## Angezeigter Text
○ ○ ○

Interview

„Patientensteuerung bringt Vorteile“

Vom US-amerikanischen Gesundheitswesen können wir Deutsche noch einiges lernen, findet Gesundheitsökonom Prof. Dr. Jonas Schreyögg. Vor allem was die integrierte Versorgung angeht.

Herr Professor Schreyögg, wodurch zeichnet sich die Integrierte Versorgung in den Vereinigten Staaten aus?

Jonas Schreyögg: Es gibt in den USA sehr unterschiedliche Ausgestaltungen der Integrierten Versorgung, doch eines ist allen Modellen gemeinsam: Die Patienten werden durch das Gesundheitssystem gesteuert. Weil wir es dort mit einer stark fragmentierten Versorgungslandschaft zu tun haben, macht die Patientensteuerung umso mehr Sinn.

○ ○ ○

## Angezeigte Daten
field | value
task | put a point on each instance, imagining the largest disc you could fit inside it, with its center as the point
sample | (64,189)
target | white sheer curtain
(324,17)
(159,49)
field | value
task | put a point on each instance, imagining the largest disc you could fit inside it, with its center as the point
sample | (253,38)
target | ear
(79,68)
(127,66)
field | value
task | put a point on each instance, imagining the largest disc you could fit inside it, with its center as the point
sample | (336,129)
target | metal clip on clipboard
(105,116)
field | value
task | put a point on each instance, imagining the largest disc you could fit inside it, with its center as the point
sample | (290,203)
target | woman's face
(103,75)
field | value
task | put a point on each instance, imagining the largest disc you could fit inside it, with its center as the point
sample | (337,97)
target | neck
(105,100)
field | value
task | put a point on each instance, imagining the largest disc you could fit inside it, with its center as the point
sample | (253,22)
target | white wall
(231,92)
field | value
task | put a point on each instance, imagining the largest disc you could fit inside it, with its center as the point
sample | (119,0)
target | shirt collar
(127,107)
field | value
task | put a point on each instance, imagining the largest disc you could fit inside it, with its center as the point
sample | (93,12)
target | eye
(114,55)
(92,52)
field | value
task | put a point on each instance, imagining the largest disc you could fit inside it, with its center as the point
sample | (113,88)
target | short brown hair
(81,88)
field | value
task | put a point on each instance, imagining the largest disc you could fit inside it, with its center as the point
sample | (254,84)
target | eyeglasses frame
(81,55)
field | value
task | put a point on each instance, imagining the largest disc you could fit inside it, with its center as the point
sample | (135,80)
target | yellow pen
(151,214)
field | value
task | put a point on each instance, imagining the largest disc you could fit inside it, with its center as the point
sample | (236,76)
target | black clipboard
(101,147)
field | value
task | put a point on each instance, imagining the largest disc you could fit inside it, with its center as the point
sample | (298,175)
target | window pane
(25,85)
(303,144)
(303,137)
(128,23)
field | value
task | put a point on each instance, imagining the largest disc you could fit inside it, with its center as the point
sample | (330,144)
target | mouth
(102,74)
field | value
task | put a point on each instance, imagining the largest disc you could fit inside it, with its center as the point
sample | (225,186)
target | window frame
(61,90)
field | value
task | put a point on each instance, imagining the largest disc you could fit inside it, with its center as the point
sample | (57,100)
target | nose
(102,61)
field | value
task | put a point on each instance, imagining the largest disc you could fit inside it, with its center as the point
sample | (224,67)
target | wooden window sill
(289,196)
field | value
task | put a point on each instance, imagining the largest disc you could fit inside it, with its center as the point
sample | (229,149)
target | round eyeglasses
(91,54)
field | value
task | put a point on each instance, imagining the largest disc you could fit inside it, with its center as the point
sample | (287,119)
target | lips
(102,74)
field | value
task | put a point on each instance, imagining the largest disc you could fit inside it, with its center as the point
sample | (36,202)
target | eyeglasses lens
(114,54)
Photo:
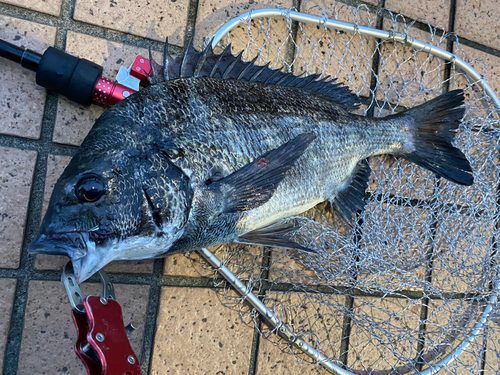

○ ○ ○

## Erforderliche Schritte
a) Was haben laut dem Interview alle Modelle der Integrierten Versorgung in den USA gemeinsam?
b) Gib aus dem Interview den Wortlaut zwischen „Vom US-amerikanischen Gesundheitswesen“ und „integrierte Versorgung angeht.“ zurück, beide Stellen eingeschlossen.

## Ergebnisse je Aufgabe
a) Die Patienten werden durch das Gesundheitssystem gesteuert.

b)
Vom US-amerikanischen Gesundheitswesen können wir Deutsche noch einiges lernen, findet Gesundheitsökonom Prof. Dr. Jonas Schreyögg. Vor allem was die integrierte Versorgung angeht.